## Job
Transcribe the material verbatim, from the line containing "of the purple" through the end of the material, leaving out the pictures.

## Some records
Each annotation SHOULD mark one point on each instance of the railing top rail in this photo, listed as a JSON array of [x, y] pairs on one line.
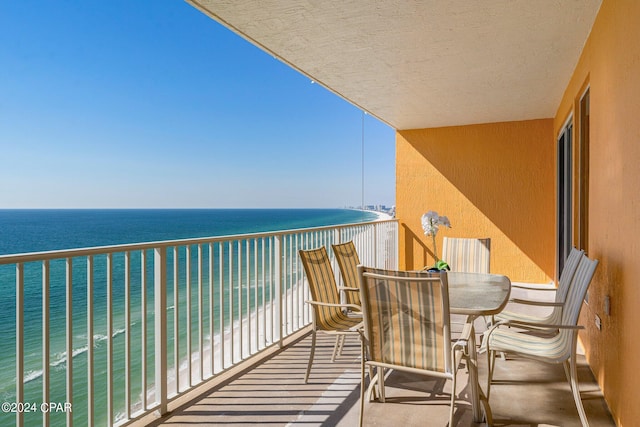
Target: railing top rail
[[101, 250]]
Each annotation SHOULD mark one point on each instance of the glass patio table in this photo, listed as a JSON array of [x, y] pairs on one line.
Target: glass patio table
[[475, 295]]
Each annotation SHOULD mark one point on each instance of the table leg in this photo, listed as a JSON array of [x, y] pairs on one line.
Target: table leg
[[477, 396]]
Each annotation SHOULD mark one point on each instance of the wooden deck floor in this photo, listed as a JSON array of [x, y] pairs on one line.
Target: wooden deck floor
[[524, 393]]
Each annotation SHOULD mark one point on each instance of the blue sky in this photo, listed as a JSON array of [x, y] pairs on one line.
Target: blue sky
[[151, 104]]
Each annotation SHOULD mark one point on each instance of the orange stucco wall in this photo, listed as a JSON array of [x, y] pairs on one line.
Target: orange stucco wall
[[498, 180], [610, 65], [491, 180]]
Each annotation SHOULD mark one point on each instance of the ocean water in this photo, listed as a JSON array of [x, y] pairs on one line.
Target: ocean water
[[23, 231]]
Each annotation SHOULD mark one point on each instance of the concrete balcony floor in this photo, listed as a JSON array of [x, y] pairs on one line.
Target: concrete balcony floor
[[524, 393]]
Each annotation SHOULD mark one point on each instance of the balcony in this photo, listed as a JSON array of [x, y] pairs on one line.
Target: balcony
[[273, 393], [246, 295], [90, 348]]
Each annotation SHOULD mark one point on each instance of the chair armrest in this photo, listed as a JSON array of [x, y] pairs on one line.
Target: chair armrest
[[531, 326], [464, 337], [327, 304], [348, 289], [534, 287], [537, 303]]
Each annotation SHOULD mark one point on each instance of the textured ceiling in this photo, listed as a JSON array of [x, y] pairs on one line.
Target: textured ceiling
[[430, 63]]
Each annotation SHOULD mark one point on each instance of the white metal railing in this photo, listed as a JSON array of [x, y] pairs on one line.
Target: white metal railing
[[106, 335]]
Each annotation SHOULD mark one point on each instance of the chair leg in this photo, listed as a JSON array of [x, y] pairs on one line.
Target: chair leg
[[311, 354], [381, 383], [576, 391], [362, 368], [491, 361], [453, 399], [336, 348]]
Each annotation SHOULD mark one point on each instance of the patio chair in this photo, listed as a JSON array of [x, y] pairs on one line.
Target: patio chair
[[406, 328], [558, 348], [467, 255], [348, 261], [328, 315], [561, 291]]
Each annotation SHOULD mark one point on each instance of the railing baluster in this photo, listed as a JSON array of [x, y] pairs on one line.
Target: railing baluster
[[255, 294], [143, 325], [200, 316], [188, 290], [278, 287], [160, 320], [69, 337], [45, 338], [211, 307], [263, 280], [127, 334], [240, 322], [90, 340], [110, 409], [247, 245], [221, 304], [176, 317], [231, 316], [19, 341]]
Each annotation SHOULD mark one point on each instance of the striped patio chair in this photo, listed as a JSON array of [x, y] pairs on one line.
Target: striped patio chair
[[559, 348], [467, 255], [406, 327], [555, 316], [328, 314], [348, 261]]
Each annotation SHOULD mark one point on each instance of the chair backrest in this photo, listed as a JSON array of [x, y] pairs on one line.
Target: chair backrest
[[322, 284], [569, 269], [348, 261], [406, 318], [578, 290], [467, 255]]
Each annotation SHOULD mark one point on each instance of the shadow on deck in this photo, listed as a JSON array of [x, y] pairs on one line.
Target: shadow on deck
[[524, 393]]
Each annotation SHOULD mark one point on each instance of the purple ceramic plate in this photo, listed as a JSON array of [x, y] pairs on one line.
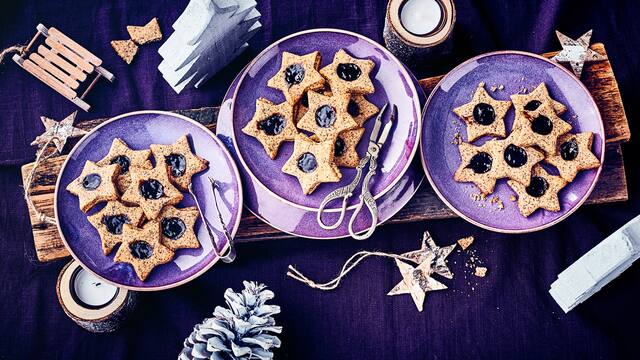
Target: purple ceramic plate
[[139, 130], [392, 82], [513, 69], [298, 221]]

## Output of the exercise
Each annotation SHOULD mark one point on each instance of the purple ceramic plate in this photo, listed as a JSON array of [x, y] pairs on one line.
Target: purple ceramic plate
[[139, 130], [392, 82], [513, 69], [298, 221]]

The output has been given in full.